#### [Task requirements]
Print the lines of the entries below word for word, from the line with "Task: where can the glossy" up to and including the line with "x=94, y=125".

(A block of data)
────────────────

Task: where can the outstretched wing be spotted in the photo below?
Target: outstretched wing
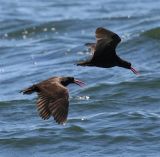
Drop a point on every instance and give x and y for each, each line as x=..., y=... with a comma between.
x=106, y=43
x=53, y=101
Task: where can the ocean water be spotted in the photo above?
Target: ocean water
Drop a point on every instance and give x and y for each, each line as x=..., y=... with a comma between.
x=117, y=113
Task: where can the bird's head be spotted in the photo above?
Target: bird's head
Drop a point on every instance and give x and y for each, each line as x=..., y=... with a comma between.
x=67, y=80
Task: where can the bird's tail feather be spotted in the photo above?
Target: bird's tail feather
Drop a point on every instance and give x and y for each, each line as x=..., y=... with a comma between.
x=29, y=90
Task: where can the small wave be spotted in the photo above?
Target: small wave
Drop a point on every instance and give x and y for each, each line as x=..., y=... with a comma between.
x=153, y=33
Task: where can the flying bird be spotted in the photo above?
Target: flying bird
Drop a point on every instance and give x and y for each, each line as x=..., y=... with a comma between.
x=104, y=51
x=53, y=97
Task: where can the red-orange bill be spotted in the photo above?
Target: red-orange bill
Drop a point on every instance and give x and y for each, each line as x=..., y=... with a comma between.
x=78, y=82
x=135, y=71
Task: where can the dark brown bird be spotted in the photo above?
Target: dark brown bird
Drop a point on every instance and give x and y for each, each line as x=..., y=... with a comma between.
x=53, y=97
x=104, y=51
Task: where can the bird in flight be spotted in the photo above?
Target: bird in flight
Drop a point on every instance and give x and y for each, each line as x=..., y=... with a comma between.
x=104, y=51
x=53, y=97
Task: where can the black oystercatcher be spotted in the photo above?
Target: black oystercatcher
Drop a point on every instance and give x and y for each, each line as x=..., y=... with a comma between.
x=104, y=53
x=53, y=97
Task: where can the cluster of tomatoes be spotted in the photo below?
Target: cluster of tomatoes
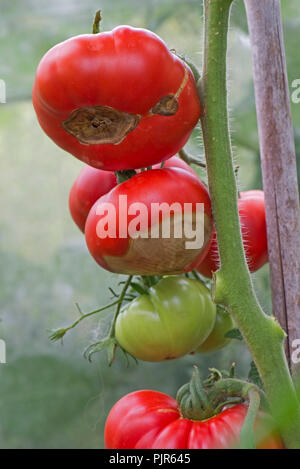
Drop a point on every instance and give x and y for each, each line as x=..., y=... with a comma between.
x=122, y=103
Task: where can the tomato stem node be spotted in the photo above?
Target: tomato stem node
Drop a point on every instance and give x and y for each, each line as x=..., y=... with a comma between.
x=96, y=24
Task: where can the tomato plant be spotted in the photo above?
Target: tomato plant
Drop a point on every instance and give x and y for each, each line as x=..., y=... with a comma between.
x=152, y=420
x=92, y=183
x=170, y=320
x=252, y=215
x=216, y=339
x=116, y=100
x=151, y=195
x=89, y=186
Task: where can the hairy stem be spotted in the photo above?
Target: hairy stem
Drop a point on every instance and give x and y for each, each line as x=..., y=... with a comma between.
x=232, y=283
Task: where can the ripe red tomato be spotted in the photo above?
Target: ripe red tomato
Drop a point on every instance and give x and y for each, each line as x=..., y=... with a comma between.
x=172, y=319
x=116, y=100
x=253, y=224
x=136, y=205
x=92, y=183
x=152, y=420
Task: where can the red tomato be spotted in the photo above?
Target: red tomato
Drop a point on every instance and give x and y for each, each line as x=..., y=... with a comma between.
x=92, y=183
x=115, y=249
x=116, y=100
x=152, y=420
x=253, y=224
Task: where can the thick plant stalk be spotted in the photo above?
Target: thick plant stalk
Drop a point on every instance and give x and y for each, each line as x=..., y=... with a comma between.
x=278, y=161
x=233, y=287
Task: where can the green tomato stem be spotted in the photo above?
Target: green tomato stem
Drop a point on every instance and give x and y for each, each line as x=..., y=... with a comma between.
x=121, y=299
x=232, y=283
x=96, y=24
x=190, y=159
x=247, y=437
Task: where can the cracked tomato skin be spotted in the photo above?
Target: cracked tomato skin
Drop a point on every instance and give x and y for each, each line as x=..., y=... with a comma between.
x=152, y=420
x=252, y=214
x=119, y=252
x=92, y=183
x=126, y=69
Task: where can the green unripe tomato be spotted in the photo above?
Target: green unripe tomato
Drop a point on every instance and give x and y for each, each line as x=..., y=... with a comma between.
x=171, y=320
x=216, y=339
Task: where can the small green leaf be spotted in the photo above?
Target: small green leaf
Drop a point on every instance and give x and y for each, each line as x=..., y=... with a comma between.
x=234, y=334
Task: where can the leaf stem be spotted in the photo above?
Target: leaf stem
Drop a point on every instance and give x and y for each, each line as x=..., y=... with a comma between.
x=232, y=283
x=96, y=24
x=190, y=159
x=121, y=299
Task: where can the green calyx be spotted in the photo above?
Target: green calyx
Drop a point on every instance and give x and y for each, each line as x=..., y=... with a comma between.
x=198, y=401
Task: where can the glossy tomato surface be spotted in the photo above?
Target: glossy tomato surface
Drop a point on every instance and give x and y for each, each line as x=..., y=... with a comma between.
x=173, y=319
x=252, y=214
x=92, y=183
x=152, y=420
x=116, y=100
x=89, y=186
x=136, y=205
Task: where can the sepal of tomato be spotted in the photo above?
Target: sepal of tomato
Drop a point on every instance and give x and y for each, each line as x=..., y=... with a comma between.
x=251, y=205
x=116, y=100
x=145, y=254
x=152, y=420
x=171, y=320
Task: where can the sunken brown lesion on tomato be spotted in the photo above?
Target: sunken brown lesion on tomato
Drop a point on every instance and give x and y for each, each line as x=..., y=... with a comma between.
x=168, y=105
x=158, y=256
x=94, y=125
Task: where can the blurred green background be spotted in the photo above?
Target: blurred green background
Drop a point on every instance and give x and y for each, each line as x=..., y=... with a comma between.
x=50, y=396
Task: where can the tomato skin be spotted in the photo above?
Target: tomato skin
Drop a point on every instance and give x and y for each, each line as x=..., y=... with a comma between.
x=126, y=69
x=152, y=420
x=170, y=321
x=119, y=253
x=89, y=186
x=252, y=214
x=216, y=339
x=92, y=183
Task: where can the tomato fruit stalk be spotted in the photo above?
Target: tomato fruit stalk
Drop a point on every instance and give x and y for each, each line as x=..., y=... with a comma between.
x=116, y=100
x=152, y=420
x=251, y=205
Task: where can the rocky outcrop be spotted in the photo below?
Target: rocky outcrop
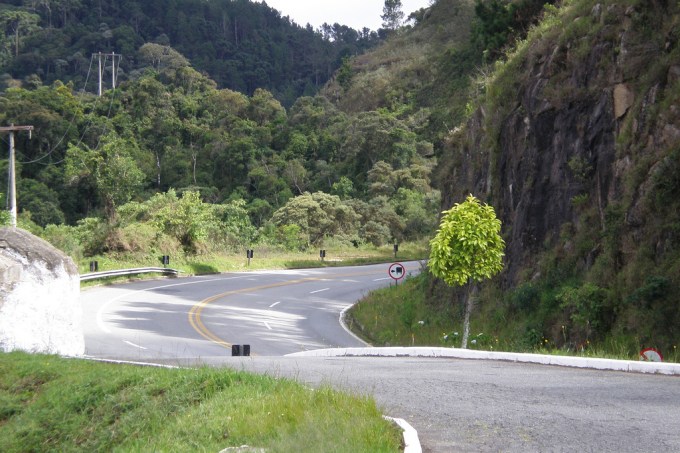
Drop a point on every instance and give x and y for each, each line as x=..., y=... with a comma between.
x=575, y=143
x=39, y=297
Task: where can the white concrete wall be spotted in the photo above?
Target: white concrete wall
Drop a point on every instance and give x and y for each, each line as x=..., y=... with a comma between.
x=40, y=309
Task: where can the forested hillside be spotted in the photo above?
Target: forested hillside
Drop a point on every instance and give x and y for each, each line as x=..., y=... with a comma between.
x=241, y=45
x=170, y=161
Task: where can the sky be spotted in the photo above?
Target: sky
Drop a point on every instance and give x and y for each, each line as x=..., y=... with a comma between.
x=356, y=14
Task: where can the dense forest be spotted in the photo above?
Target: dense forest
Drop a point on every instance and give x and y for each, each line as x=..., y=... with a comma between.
x=244, y=168
x=241, y=45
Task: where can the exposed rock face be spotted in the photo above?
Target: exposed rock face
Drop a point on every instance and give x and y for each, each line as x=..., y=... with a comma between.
x=577, y=143
x=39, y=297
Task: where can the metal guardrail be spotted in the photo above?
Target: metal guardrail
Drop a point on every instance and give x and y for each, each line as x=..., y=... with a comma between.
x=120, y=272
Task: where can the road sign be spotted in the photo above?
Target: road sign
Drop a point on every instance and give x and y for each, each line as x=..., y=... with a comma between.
x=397, y=271
x=651, y=355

────────────────

#### [Final result]
Task: where can the glossy tomato surface be spotted in the photo above?
Target: glossy tomato surface
Drop a point on every instance and give x and y for each, each line as x=..., y=... with a comma between.
x=173, y=319
x=252, y=214
x=92, y=183
x=152, y=420
x=116, y=100
x=89, y=186
x=136, y=205
Task: where can the sepal of tomato be spotted in the photo above?
Target: sepal of tomato
Drop a point on every instance and give x and y for each, each line as x=..., y=... with a comma between.
x=251, y=205
x=116, y=100
x=145, y=254
x=152, y=420
x=171, y=320
Task: where can the sunken brown lesion on tomato be spotted in the photo above?
Target: sunken brown lesion on tomato
Drop a point on every instance and give x and y for each, each line as x=..., y=... with a comma between.
x=168, y=105
x=158, y=256
x=94, y=125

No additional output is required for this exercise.